Extract to read:

☆ ☆ ☆

|HOME PATTERNS RAMBLINGS ARTICLES TALKS DOWNLOAD BOOKS CONTACT|
This chapter demonstrates how to compose routing and transformation patterns into a larger solution. We chose to model the process of a consumer obtaining quotes for a loan from multiple banks. We simplified the process a little bit so we can focus on a discussion of integration patterns as opposed to holding a lecture in consumer financial services. Based on the patterns that we defined we discuss and create three alternative implementations for this process, using different programming languages, technologies and messaging models.
Obtaining a Loan Quote
When shopping for a loan, a customer usually calls several banks to find the deal with the best possible interest rate. Each bank asks the customer for his or her social security number, the amount of the loan and the desired term , i.e. the number of months until the loan has to be paid off. Each bank then investigates the customer's credit background, usually by contacting a credit agency. Based on the requested terms and the customer's credit history, the bank responds with an interest rate quote to the consumer (or declines thankfully). Once the customer has received quotes from all banks, he or she can then select the best offer, i.e. the lowest interest rate.
Because contacting multiple banks with a loan quote request is a tedious task, loan brokers offer this service to consumers. A loan broker is typically not affiliated with any one bank but has access to many lending institutions. The broker gathers the customer data once and contacts the credit agency to obtain the customer's credit history. Based on the credit score and history, the broker presents the request to a number of banks that are best suited to meet the customer’s criteria. The broker gathers the resulting quotes from the banks and selects the best offer (i.e. the lowest interest rate) to pass back to the consumer.
Designing the Message Flow
We want to design a loan broker system using integration patterns in the previous chapters. To do this, let's first list the individual tasks that the loan broker needs to perform.
Let's have a look to see which patterns could help us implement the loan broker. The first step describes how the broker receives the incoming request. We cover this topic in much more detail in the following chapter on endpoint patterns. So for now, let's skip over this step and assume the message is somehow received by the broker. Now, the broker has to retrieve some additional information, i.e. the customer's credit score. A Content Enricher sounds like the ideal choice for this task. Once the broker has the complete information, the broker has to determine the appropriate banks to route the request message to. We can accomplish this with another Content Enricher that computes the list of recipients for the request. Sending a request message to multiple recipients and re-combining the responses back into a single message is the specialty of the Scatter-Gather. The Scatter-Gather can use a Publish-Subscribe Channel or a Recipient List to send the request to the banks. Once the banks reply with their rate quotes, the Scatter-Gather aggregates the individual rate quotes into a single quote for the consumer using an Aggregator.
If we model the message flow using these patterns, we arrive at the following design:
We have not yet accounted for the likely event that each bank may use a slightly different message format for the loan request and response. Because we want to separate the routing and aggregation logic from the banks' proprietary formats, we need to insert Message Translators into the communication lines between the broker and the banks. We can use a Normalizer to translate the individual responses into a common format:
Sequencing: Synchronous vs. Asynchronous
So far, we have described the flow of the messages and the routing and transformation patterns we can use to describe the design of the loan broker component. We have not yet discussed the timing of the broker operation. We have two primary choices:
We can use UML sequence diagrams to illustrate the two options. The synchronous option implies a sequential processing of all loan requests (see picture). This solution has the advantage of being simpler to manage because we do not have to deal with any concurrency issues or threads. However, it is an inefficient solution because we do not take advantage of the fact that each bank possesses independent processing power and could be executing requests simultaneously. As a result, the consumer might have to wait a long time for an answer.

☆ ☆ ☆

Do this:
How would you render this sentence from the loan broker chapter in Spanish: "A loan broker is typically not affiliated with any one bank but has access to many lending institutions." Work from the loan broker chapter alone.

Recorded data:
☆ ☆ ☆

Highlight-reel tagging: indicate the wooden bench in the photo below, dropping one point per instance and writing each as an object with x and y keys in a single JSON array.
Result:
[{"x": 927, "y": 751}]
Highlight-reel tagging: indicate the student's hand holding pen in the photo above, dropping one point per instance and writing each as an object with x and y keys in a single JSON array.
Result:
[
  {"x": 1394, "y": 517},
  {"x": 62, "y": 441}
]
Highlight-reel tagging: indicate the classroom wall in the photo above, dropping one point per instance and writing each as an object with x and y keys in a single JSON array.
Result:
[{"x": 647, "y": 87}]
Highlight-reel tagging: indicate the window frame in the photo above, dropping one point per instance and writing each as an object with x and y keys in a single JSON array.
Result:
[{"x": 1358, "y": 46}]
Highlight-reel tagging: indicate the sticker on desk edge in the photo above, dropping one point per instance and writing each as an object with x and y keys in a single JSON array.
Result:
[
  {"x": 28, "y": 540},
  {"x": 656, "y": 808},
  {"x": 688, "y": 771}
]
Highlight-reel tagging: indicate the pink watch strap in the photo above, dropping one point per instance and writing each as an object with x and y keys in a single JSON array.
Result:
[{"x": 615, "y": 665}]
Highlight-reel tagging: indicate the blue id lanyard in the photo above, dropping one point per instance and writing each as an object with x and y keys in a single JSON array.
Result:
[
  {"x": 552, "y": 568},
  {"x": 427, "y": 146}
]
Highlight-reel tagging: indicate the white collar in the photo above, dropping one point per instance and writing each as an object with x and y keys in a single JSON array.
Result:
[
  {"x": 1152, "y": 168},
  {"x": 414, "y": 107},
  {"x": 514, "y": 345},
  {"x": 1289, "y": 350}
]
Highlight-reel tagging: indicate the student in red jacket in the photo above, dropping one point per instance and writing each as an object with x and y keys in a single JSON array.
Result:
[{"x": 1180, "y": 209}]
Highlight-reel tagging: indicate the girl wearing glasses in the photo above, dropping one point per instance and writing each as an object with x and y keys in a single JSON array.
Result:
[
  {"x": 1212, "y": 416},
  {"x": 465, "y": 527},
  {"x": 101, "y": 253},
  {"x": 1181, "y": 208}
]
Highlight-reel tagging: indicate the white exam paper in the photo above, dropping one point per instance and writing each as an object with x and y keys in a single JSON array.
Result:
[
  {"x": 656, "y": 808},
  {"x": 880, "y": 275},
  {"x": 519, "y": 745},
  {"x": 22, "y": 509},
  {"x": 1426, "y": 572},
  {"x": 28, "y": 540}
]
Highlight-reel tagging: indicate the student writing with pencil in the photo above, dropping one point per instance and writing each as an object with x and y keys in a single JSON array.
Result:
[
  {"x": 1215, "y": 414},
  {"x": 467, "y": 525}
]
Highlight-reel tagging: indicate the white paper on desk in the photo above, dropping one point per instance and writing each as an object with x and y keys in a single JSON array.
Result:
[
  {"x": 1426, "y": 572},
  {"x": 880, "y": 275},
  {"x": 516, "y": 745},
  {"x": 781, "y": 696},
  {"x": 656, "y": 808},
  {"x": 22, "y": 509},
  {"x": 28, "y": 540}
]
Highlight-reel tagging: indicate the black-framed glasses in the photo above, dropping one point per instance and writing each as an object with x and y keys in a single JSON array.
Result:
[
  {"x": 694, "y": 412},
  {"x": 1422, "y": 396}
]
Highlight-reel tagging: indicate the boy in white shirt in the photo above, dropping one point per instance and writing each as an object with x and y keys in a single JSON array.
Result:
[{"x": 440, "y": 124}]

☆ ☆ ☆

Result for this task:
Un corredor de préstamos normalmente no está afiliado a ningún banco en particular, sino que tiene acceso a muchas instituciones crediticias.